What is being asked
The records are to be copied exactly and in full.

Records supplied

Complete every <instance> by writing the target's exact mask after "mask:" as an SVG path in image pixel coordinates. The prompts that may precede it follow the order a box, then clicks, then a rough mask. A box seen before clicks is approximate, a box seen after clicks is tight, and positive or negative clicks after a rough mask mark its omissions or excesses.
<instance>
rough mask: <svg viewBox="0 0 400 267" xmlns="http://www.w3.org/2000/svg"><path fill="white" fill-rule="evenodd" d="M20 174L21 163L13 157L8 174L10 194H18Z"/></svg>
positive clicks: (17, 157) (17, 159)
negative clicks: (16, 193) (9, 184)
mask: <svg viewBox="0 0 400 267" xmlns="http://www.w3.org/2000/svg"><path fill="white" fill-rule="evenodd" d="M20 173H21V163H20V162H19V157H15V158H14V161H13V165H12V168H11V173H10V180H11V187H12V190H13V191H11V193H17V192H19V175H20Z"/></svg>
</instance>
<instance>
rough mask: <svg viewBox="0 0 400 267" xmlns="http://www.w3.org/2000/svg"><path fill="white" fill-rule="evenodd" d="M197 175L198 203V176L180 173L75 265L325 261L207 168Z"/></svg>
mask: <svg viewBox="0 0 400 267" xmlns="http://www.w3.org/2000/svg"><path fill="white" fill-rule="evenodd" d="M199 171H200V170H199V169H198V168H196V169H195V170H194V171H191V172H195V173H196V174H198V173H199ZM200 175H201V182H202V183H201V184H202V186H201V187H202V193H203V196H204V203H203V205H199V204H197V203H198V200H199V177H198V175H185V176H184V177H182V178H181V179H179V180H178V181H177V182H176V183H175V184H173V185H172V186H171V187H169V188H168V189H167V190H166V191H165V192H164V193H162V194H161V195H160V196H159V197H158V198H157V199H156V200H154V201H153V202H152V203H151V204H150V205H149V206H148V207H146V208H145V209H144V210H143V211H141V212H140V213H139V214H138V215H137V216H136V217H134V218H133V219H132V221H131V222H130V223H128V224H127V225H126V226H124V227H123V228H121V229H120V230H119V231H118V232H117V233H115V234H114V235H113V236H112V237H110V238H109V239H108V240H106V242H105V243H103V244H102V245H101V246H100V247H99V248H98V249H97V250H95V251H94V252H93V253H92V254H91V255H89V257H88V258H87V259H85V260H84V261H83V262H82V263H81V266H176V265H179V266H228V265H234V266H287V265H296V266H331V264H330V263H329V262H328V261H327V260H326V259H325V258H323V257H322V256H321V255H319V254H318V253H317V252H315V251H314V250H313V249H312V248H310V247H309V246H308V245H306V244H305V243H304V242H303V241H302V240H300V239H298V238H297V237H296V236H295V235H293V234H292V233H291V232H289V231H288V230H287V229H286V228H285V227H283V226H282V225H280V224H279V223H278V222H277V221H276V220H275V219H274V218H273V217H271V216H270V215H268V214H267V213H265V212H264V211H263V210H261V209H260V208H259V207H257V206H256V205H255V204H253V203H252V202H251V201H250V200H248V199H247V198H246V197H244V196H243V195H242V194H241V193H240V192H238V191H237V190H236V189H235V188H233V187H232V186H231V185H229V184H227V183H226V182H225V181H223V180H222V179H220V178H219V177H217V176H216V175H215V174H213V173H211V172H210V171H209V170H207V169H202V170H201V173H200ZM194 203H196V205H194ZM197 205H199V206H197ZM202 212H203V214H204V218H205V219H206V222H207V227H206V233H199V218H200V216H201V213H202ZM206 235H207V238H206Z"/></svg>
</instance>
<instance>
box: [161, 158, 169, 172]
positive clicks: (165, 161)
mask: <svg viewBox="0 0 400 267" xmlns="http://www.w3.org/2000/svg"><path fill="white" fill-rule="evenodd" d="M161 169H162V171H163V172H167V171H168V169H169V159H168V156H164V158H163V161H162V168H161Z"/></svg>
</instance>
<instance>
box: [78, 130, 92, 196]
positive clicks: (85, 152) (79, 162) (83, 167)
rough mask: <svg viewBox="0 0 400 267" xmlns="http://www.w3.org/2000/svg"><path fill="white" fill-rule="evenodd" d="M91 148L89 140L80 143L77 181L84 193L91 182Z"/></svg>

Response below
Complete every <instance> by writing the target's exact mask after "mask:" as an SVG path in image pixel coordinates. The prompts that may precede it follow the order a box, then clicks, then a rough mask. A box seen before clicks is approximate, a box seen after clicks is tight, and positive or negative clicks after a rough mask mark its omissions or excesses.
<instance>
rough mask: <svg viewBox="0 0 400 267" xmlns="http://www.w3.org/2000/svg"><path fill="white" fill-rule="evenodd" d="M20 174L21 163L13 157L8 174L10 194H18Z"/></svg>
positive clicks: (17, 157) (17, 159)
negative clicks: (16, 193) (9, 184)
mask: <svg viewBox="0 0 400 267" xmlns="http://www.w3.org/2000/svg"><path fill="white" fill-rule="evenodd" d="M20 173H21V163H20V162H19V157H15V158H14V161H13V165H12V168H11V173H10V180H11V187H12V190H13V191H11V193H17V192H19V175H20Z"/></svg>
</instance>
<instance>
rough mask: <svg viewBox="0 0 400 267" xmlns="http://www.w3.org/2000/svg"><path fill="white" fill-rule="evenodd" d="M197 175L198 203V176L180 173L75 265L325 261L207 168Z"/></svg>
mask: <svg viewBox="0 0 400 267" xmlns="http://www.w3.org/2000/svg"><path fill="white" fill-rule="evenodd" d="M199 171H200V170H199V169H198V168H196V169H195V170H194V171H191V172H195V173H196V174H198V173H199ZM200 175H201V182H202V183H201V184H202V186H201V187H202V193H203V196H204V203H203V205H199V204H197V203H198V200H199V177H198V175H185V176H184V177H182V178H181V179H179V180H178V181H177V182H176V183H175V184H173V185H172V186H171V187H169V188H168V189H167V190H166V191H165V192H164V193H162V194H161V195H160V196H159V197H158V198H157V199H156V200H154V201H153V202H152V203H151V204H150V205H149V206H148V207H146V208H145V209H144V210H143V211H141V212H140V213H139V214H138V215H137V216H136V217H134V218H133V219H132V221H131V222H130V223H128V224H127V225H126V226H124V227H123V228H121V229H120V230H119V231H118V232H117V233H115V234H114V235H113V236H112V237H110V238H109V239H108V240H106V242H105V243H103V244H102V245H101V246H100V247H99V248H98V249H97V250H95V251H94V252H93V253H92V254H91V255H89V257H88V258H87V259H85V260H84V261H83V262H82V263H81V266H176V265H179V266H228V265H234V266H287V265H296V266H331V264H330V263H329V262H328V261H327V260H326V259H325V258H323V257H322V256H321V255H319V254H318V253H317V252H315V251H314V250H313V249H312V248H310V247H309V246H308V245H306V244H305V243H304V242H303V241H302V240H300V239H298V238H297V237H296V236H295V235H293V234H292V233H291V232H289V231H288V230H287V229H286V228H285V227H283V226H282V225H280V224H279V223H278V222H277V221H276V220H275V219H274V218H273V217H271V216H270V215H268V214H267V213H265V212H264V211H263V210H261V209H260V208H259V207H257V206H256V205H255V204H253V203H252V202H251V201H250V200H248V199H247V198H246V197H244V196H243V195H242V194H241V193H240V192H238V191H237V190H236V189H235V188H233V187H232V186H231V185H229V184H227V183H226V182H225V181H223V180H222V179H220V178H219V177H217V176H216V175H215V174H213V173H211V172H210V171H209V170H207V169H202V170H201V173H200ZM194 203H196V205H194ZM197 205H199V206H197ZM202 212H203V214H204V218H205V219H206V222H207V227H206V233H199V218H200V216H201V213H202ZM206 235H207V238H206Z"/></svg>
</instance>
<instance>
box: [161, 158, 169, 172]
positive clicks: (165, 161)
mask: <svg viewBox="0 0 400 267" xmlns="http://www.w3.org/2000/svg"><path fill="white" fill-rule="evenodd" d="M161 169H162V171H163V172H167V171H168V169H169V159H168V156H164V158H163V161H162V168H161Z"/></svg>
</instance>
<instance>
box: [78, 130, 92, 196]
positive clicks: (85, 152) (79, 162) (83, 167)
rough mask: <svg viewBox="0 0 400 267" xmlns="http://www.w3.org/2000/svg"><path fill="white" fill-rule="evenodd" d="M91 148L89 140L80 143L77 181L84 193L91 182Z"/></svg>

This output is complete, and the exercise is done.